**Article:**
- - -

Off To A Good Start

Teach Me to Be Generousby Anthony Andreassi

Fordham University Press. 272p $35

In 2007, a major secret in Jesuit education was revealed. When the wife of the late Hugh Grant, Jr., Lucie Mackey Grant, died, the fact that the Grant family had been almost single-handedly supporting Regis High School became public. Upon the death of her husband in 1910, Mrs. Julia Grant inherited $9,000,000 (roughly $200,000,000 today). Mrs. Grant purchased the land on 84th Street and Park Avenue in Manhattan, paid for the construction of Regis High School and endowed the school sufficiently to provide a quality education for Catholic boys. But there were non-negotiable terms: the boys had to come from parochial schools; they had to be Catholic; tuition remain free and fundraising not allowed; and, most importantly, the Grant family was to remain anonymous.


Anthony Andreassi, C.O., a priest of the Brooklyn Oratory of St. Philip Neri and a history teacher at Regis, has produced a work that is both a scholarly analysis and homage. Teach Me to be Generous, while paying respects to individuals and events, is first a serious historical analysis of Regis High School and the factors that have shaped the school of today.

A portion of Andreassi’s narrative centers on the conflicts that arose between the “Founding Family” and the Jesuits. Accusations of mismanagement of funds were leveled against Fr. David Hearn, S.J., the Jesuit impetus behind the project, by his superiors; retaliatory remarks were made by Mrs. Grant, forcing further responses from superiors in New York and Rome. There were issues with Mrs. Grant until her death in 1944, and then with her children long afterward. There were disagreements over the use of space by non-Regians; the raising of funds from other sources; the possibility of charging tuition, and a host of other issues. However, Andreassi notes that, despite the disagreements between the Grants and the Jesuits, there was never a loss of love. The Grants continued to give generously to the Society and the Society continued to pray for the Grants.

- - -

**Stated problem 1:** Summarize the review in two sentences.
The review and the records that follow have no connection to each other.

- - -

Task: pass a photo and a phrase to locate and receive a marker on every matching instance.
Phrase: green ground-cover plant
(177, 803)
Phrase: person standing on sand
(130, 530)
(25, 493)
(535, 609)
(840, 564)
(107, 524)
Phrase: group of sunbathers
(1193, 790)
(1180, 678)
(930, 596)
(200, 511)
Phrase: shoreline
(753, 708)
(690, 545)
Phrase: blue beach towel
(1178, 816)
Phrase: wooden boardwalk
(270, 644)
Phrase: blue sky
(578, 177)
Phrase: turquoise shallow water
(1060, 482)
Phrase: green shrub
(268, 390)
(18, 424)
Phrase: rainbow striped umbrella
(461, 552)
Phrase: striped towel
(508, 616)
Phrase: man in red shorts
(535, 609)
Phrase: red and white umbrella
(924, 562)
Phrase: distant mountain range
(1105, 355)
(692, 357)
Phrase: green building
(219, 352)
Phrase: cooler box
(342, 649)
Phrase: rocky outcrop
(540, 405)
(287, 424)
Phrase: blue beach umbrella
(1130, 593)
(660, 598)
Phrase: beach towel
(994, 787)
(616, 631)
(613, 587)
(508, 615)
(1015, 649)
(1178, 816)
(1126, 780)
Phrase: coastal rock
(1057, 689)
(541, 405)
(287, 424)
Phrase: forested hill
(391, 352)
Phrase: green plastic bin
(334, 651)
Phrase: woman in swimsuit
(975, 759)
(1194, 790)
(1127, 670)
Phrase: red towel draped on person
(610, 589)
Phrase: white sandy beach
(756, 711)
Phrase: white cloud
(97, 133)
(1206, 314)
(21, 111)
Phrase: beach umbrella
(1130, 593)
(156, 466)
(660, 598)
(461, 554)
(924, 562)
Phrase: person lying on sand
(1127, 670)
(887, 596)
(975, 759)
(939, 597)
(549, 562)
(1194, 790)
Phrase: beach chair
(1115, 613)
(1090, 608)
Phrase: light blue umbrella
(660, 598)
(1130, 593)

- - -

**Stated problem 2:** Offset the coordinates in the answers of the records by adding 55 to every number, and write out again the records from the line with "Phrase: forested hill" to the line with "(1090, 608)", keeping the phrase lines.

**Task result 1:** The review says that in 2007 it became public that the Grant family had almost single-handedly supported Regis High School, which Mrs. Julia Grant had built and endowed on terms that included free tuition and the family's anonymity. It calls Anthony Andreassi's book a serious historical analysis of the school, covering long-running conflicts between the Grants and the Jesuits, though the two sides never lost their love for each other.

**Task result 2:**
Phrase: forested hill
(446, 407)
Phrase: green plastic bin
(389, 706)
Phrase: woman in swimsuit
(1030, 814)
(1249, 845)
(1182, 725)
Phrase: red towel draped on person
(665, 644)
Phrase: white sandy beach
(811, 766)
Phrase: white cloud
(152, 188)
(1261, 369)
(76, 166)
Phrase: beach umbrella
(1185, 648)
(211, 521)
(715, 653)
(516, 609)
(979, 617)
Phrase: person lying on sand
(1182, 725)
(942, 651)
(1030, 814)
(994, 652)
(604, 617)
(1249, 845)
Phrase: beach chair
(1170, 668)
(1145, 663)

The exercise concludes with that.